(Records taken from a dataset)

======

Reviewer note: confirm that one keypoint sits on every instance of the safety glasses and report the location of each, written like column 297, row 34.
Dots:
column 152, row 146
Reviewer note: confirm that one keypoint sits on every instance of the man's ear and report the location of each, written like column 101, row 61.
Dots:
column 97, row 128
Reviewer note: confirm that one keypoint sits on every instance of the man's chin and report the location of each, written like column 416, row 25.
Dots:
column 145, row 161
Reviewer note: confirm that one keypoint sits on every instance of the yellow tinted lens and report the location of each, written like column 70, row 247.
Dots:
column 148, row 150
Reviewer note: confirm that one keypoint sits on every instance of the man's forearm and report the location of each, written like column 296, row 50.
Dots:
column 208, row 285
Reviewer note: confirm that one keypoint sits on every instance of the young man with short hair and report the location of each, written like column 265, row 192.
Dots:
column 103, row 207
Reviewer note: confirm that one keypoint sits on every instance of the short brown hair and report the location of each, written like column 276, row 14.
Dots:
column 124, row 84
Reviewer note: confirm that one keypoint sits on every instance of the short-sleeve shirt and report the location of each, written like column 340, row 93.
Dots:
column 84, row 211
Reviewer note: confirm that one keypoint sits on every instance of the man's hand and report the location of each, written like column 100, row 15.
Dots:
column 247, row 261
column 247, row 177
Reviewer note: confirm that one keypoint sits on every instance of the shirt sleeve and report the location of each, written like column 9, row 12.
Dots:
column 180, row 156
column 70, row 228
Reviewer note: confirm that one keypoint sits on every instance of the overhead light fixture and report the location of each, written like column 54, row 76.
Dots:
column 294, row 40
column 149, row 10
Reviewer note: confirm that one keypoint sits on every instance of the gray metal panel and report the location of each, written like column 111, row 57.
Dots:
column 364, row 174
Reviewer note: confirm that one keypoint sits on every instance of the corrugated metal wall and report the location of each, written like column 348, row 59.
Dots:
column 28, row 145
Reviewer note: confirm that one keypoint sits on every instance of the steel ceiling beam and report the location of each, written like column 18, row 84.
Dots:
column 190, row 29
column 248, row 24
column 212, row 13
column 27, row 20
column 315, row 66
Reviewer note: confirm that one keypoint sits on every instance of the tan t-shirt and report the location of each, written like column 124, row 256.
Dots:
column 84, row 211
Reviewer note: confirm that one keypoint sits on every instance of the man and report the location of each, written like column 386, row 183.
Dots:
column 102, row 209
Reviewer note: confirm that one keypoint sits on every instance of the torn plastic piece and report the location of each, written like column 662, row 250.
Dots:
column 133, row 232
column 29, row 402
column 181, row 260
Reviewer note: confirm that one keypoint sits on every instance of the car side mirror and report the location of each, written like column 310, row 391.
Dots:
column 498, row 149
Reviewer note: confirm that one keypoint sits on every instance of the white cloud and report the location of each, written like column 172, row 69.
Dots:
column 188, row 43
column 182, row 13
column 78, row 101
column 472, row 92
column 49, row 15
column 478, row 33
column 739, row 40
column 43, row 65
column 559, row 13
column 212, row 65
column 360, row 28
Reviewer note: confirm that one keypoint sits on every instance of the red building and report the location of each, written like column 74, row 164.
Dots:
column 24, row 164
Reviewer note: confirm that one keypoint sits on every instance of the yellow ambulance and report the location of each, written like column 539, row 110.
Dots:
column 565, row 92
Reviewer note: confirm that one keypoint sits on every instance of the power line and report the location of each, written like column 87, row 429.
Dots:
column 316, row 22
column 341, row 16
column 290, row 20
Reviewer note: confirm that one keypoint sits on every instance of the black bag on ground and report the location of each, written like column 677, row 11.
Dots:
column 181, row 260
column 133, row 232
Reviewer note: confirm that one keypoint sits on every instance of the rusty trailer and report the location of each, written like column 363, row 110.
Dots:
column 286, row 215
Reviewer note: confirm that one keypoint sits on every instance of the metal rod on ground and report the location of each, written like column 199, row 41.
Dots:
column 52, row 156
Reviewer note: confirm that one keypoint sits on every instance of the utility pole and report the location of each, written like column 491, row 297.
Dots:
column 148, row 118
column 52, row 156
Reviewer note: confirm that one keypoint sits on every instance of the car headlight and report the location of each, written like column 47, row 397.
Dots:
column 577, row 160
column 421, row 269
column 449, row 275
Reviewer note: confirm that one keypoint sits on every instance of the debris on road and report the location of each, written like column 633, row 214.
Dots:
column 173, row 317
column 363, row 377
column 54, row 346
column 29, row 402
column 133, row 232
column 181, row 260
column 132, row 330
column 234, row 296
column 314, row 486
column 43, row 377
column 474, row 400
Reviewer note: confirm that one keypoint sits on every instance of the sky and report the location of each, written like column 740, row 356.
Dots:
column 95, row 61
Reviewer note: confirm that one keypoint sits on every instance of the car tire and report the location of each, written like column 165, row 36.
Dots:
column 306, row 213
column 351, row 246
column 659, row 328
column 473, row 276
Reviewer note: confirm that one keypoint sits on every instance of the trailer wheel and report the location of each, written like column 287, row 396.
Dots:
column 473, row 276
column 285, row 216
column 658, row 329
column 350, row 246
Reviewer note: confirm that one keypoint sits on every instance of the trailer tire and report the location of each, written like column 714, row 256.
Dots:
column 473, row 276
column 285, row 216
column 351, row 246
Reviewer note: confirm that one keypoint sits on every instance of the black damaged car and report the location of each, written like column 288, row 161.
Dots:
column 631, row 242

======

Task directions |
Copy the listing above word for word, from its first line through its last.

Solved exercise |
Reviewer note: confirm that one keypoint sits on every instance of the safety glasses and report the location of each, written like column 297, row 34.
Dots:
column 152, row 146
Reviewer note: confirm that one keypoint sits on every instance of the man's ear and report the location of each, written like column 101, row 61.
Dots:
column 97, row 128
Reviewer note: confirm that one keypoint sits on every instance of the man's chin and report the location of each, written like column 416, row 25.
Dots:
column 145, row 161
Reviewer note: confirm that one keypoint sits on every instance of the yellow tinted lens and report the location of each, written like column 70, row 247.
Dots:
column 148, row 150
Reviewer note: confirm that one keypoint sits on every instance of the man's forearm and report the location of each, written like column 296, row 50.
Dots:
column 208, row 285
Reviewer note: confirm that one keypoint sits on every instance of the young man with short hair and report the location of each, written like column 265, row 192.
Dots:
column 103, row 207
Reviewer note: confirm that one keypoint sits on every instance of the short brown hair and report the location of each, written like column 276, row 14.
Dots:
column 124, row 84
Reviewer note: confirm that one keypoint sits on every instance of the short-sleeve shirt and report the location of each, written like column 340, row 93.
Dots:
column 84, row 211
Reviewer note: confirm that one keypoint sits on every instance of the man's hand and report the location of each, written like column 100, row 15.
Dots:
column 247, row 261
column 247, row 177
Reviewer note: confirm that one keypoint sits on every instance of the shirt sleeve and report the location of each, written like column 9, row 12.
Dots:
column 180, row 156
column 70, row 228
Reviewer note: confirm that one keypoint sits on every instance of the overhead light fixture and report the location of each, written like column 54, row 76.
Dots:
column 294, row 40
column 149, row 10
Reviewer note: confirm that one keypoint sits on every instance of the gray metal panel and report the location of each, written like column 111, row 57.
Dots:
column 364, row 174
Reviewer note: confirm that one keypoint sits on every instance of the corrugated metal wall and report the location of each, written like column 348, row 59.
Dots:
column 28, row 145
Reviewer note: confirm that one keypoint sits on every instance of the steel ceiling beam and report the location of each, written like column 18, row 84.
Dots:
column 190, row 29
column 248, row 24
column 212, row 13
column 27, row 20
column 315, row 66
Reviewer note: confirm that one keypoint sits on every instance of the tan t-shirt and report the location of each, written like column 124, row 256.
Dots:
column 84, row 211
Reviewer note: confirm that one keypoint sits on every instance of the man and report the location of each, written like column 386, row 183.
Dots:
column 102, row 209
Reviewer note: confirm that one keypoint sits on every instance of the torn plastic piece and report the location of each, written like column 662, row 250.
Dots:
column 133, row 232
column 29, row 402
column 181, row 260
Reviewer note: confirm that one keypoint sits on every instance of the car side mirror and report the location of each, written like column 310, row 391.
Dots:
column 498, row 149
Reviewer note: confirm that one keypoint sits on every instance of the white cloud and report the location of each, written like column 172, row 69.
Dots:
column 188, row 43
column 182, row 13
column 78, row 101
column 472, row 92
column 49, row 15
column 478, row 33
column 739, row 40
column 43, row 65
column 559, row 13
column 212, row 65
column 360, row 28
Reviewer note: confirm that one keypoint sits on every instance of the red building and report the location of each, written like column 74, row 164.
Dots:
column 24, row 164
Reviewer note: confirm that one keypoint sits on every instance of the yellow ambulance and report the location of each, written like column 539, row 110.
Dots:
column 565, row 92
Reviewer note: confirm that one keypoint sits on every instance of the power line and report the location of each, written like column 87, row 429.
Dots:
column 316, row 22
column 341, row 16
column 290, row 20
Reviewer note: confirm that one keypoint sits on every instance of the black bag on ground and report the location of each, written like column 677, row 11.
Dots:
column 181, row 260
column 133, row 232
Reviewer note: confirm that one keypoint sits on every instance of the rusty trailer and report the location of each, written like column 363, row 110.
Dots:
column 286, row 215
Reviewer note: confirm that one keypoint sits on every instance of the metal rod on ground and report the location of each, written like column 199, row 41.
Dots:
column 52, row 156
Reviewer note: confirm that one keypoint sits on every instance of the utility pole and report the location of each, written like column 491, row 297.
Dots:
column 148, row 118
column 52, row 156
Reviewer note: confirm that one keypoint sits on every instance of the car headlight and report the location of each, written like column 47, row 397.
Dots:
column 577, row 160
column 421, row 269
column 449, row 275
Reviewer note: confirm that one keypoint sits on every instance of the debris on road and report the location of each, written like column 633, row 214.
Dots:
column 173, row 317
column 363, row 377
column 54, row 346
column 29, row 402
column 133, row 232
column 181, row 260
column 132, row 330
column 234, row 296
column 314, row 486
column 43, row 377
column 474, row 400
Reviewer note: confirm that one keypoint sits on every instance of the sky and report the location of each, written like column 740, row 356.
Dots:
column 95, row 61
Reviewer note: confirm that one keypoint sits on every instance of the car tire and report the location of each, written like column 165, row 36.
Dots:
column 306, row 213
column 351, row 246
column 659, row 328
column 473, row 276
Reviewer note: confirm that one keypoint sits on every instance of the trailer wheel and report the location of each, written like column 287, row 396.
Dots:
column 473, row 276
column 285, row 216
column 658, row 329
column 350, row 246
Reviewer note: confirm that one keypoint sits on every instance of the trailer tire and report the location of each, written like column 714, row 256.
Dots:
column 473, row 276
column 285, row 216
column 351, row 246
Reviewer note: confirm that one keypoint sits on every instance of the black damaged car and report the location of each, written like column 288, row 161.
Dots:
column 631, row 242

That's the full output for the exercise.